_Task directions_.
Continue the passage on pharmaceutical formulations below from the point where it stops.

_Excerpt_.
..............................

The pharmaceutical formulations disclosed herein may be designed as short-acting, immediate-release, long-acting, or sustained-release formulations as described below. The pharmaceutical formulations may also be formulated for immediate, controlled or sustained release. The compositions of the invention may further comprise, for example, micelles or liposomes, or some other encapsulated form, or may be administered in an extended release form, thereby providing long term storage and/or delivery effects. The disclosed pharmaceutical formulations can be administered on any schedule, including, for example, daily (1 time per day, 2 times per day, 3 times per day, 4 times per day, 5 times per day, 6 times per day), every other day, every 3 days, every 4 days, every 5 days, every 6 days, weekly, biweekly, every three weeks, monthly, or every two months.
In some embodiments, the aforementioned components may be present in the pharmaceutical composition at any concentration, e.g., at least A, wherein A is 0.0001% w/v, 0.001% w/v, 0.01% w/v, 0.1% w/v, 1% w/v, 2% w/v, 5% w/v, 10% w/v, 20% w/v, 30% w/v, 40% w/v, 50% w/v, 60% w/v, 70% w/v, 80% w/v, or 90% w/v. In some embodiments, the aforementioned components may be present in the pharmaceutical composition at any concentration, e.g., up to B, wherein B is 90% w/v, 80% w/v, 70% w/v, 60% w/v, 50% w/v, 40% w/v, 30% w/v, 20% w/v, 10% w/v, 5% w/v, 2% w/v, 1% w/v, 0.1% w/v, 0.001% w/v, or 0.0001%. In other embodiments, the aforementioned components may be present in the pharmaceutical composition in any concentration range, for example, from about a to about B. In some embodiments, a is 0.0001% and B is 90%.

..............................

_Extracted information_.
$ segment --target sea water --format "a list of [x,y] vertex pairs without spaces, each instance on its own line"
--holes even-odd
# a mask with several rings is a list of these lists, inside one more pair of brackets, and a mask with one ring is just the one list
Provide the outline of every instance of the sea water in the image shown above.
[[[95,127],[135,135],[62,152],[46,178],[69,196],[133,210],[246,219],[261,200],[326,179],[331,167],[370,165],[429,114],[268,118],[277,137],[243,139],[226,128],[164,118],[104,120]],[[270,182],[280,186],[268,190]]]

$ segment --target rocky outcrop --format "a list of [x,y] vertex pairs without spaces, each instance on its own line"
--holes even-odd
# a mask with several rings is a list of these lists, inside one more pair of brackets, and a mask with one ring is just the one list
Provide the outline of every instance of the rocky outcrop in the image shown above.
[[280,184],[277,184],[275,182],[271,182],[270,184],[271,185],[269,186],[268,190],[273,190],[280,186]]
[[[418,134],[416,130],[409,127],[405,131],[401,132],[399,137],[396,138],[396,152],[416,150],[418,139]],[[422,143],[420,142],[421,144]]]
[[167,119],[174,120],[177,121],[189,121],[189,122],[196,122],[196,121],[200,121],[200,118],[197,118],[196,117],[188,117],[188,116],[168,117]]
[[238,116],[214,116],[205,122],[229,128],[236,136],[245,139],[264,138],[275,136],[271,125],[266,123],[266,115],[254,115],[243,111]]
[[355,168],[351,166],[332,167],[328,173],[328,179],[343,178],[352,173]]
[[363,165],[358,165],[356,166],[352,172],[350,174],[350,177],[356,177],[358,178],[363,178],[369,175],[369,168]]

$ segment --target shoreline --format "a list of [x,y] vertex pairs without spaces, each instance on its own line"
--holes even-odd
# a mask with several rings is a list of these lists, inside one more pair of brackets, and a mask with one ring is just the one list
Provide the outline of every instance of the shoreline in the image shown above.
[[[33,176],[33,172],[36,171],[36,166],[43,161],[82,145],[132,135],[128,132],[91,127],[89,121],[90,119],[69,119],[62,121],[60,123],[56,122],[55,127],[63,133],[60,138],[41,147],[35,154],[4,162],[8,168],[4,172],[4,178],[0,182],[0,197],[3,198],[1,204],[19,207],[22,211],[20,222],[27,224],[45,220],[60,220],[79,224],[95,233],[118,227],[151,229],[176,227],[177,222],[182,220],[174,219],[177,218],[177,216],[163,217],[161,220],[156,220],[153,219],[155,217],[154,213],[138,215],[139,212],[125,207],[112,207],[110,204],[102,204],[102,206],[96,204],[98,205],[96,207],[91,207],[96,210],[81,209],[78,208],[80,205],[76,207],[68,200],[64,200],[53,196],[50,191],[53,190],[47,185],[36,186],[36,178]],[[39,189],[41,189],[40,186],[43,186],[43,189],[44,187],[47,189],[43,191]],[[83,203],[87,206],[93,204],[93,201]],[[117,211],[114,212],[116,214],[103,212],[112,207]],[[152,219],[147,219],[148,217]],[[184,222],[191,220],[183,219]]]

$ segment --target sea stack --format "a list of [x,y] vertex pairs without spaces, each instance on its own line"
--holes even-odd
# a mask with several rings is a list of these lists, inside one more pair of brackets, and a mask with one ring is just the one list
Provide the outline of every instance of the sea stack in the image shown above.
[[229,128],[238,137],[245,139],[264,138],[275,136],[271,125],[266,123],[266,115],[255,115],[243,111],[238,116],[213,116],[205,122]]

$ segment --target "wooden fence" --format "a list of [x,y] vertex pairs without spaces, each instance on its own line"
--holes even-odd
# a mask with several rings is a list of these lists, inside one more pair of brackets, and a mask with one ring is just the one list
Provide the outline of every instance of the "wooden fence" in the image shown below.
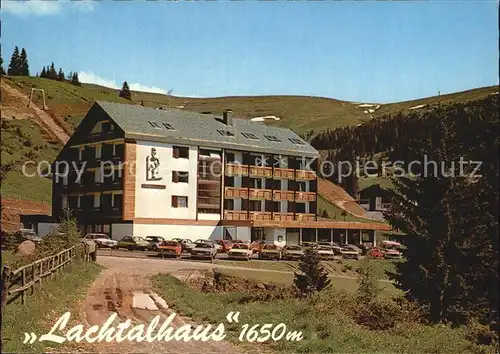
[[[93,254],[95,257],[95,253]],[[28,292],[33,295],[42,288],[44,281],[53,279],[75,259],[86,262],[95,258],[91,249],[84,243],[65,249],[57,254],[38,259],[17,269],[4,265],[2,269],[2,308],[21,298],[24,305],[28,300]]]

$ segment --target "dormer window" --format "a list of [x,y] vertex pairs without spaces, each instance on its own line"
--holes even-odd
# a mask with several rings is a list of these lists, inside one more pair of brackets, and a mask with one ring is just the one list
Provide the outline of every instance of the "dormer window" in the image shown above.
[[274,135],[264,135],[264,136],[269,141],[274,141],[276,143],[280,143],[281,142],[281,140],[278,137],[274,136]]
[[229,137],[234,137],[234,134],[230,132],[229,130],[222,130],[222,129],[217,129],[220,135],[222,136],[229,136]]

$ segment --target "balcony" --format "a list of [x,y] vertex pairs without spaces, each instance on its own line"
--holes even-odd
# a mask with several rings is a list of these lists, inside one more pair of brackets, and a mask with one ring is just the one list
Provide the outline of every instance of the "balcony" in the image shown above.
[[250,199],[271,200],[272,198],[273,192],[270,189],[250,188]]
[[226,165],[226,176],[248,176],[248,166],[228,163]]
[[226,187],[225,196],[226,196],[226,198],[248,199],[248,189],[247,188]]
[[272,220],[273,213],[267,211],[251,211],[250,220]]
[[273,213],[275,221],[293,221],[293,213]]
[[316,172],[307,170],[297,170],[295,171],[295,179],[306,180],[306,181],[315,180]]
[[316,193],[313,192],[296,192],[295,200],[300,202],[314,202],[316,200]]
[[250,177],[271,178],[273,176],[272,167],[249,166]]
[[292,168],[275,168],[274,169],[274,178],[294,179],[295,172]]
[[297,221],[314,221],[316,220],[315,214],[295,214],[295,220]]
[[274,200],[289,200],[293,201],[293,191],[274,191]]
[[248,220],[248,214],[246,211],[224,211],[224,220]]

..............................

_Task response_.
The pharmaceutical composition may be formulated to achieve a physiologically compatible pH. In some embodiments, the pH of the pharmaceutical composition may be at least 5, at least 5.5, at least 6, at least 6.5, at least 7, at least 7.5, at least 8, at least 8.5, at least 9, at least 9.5, at least 10, or at least 10.5 up to and including pH 11, depending on the dosage form and route of administration. In certain embodiments, the pharmaceutical composition may comprise a buffering agent to achieve a physiologically compatible pH. The buffer may include any compound capable of buffering at a desired pH, such as phosphate buffer (e.g., PBS), triethanolamine, Tris, bicine, TAPS, troxin, HEPES, TES, MOPS, PIPES, cacodylate, MES, and the like. In certain embodiments, the buffer has a concentration of at least 0.5mM, at least 1mM, at least 5mM, at least 10mM, at least 20mM, at least 30mM, at least 40mM, at least 50mM, at least 60mM, at least 70mM, at least 80mM, at least 90mM, at least 100mM, at least 120mM, at least 150mM, or at least 200 mM. In some embodiments, the buffer has a concentration of no more than 300mM (e.g., at most 200mM, at most 100mM, at most 90mM, at most 80mM, at most 70mM, at most 60mM, at most 50mM, at most 40mM, at most 30mM, at most 20mM, at most 10mM, at most 5mM, at most 1 mM).
The prodrug compounds disclosed herein can be prepared by standard synthetic methods, recombinant DNA techniques, or any other method for preparing peptides and fusion proteins. Although certain unnatural amino acids cannot be expressed by standard recombinant DNA techniques, techniques for their preparation are known in the art. In addition to standard peptide chemistry, where applicable, the compounds of the invention including non-peptide moieties can be synthesized by standard organic chemistry.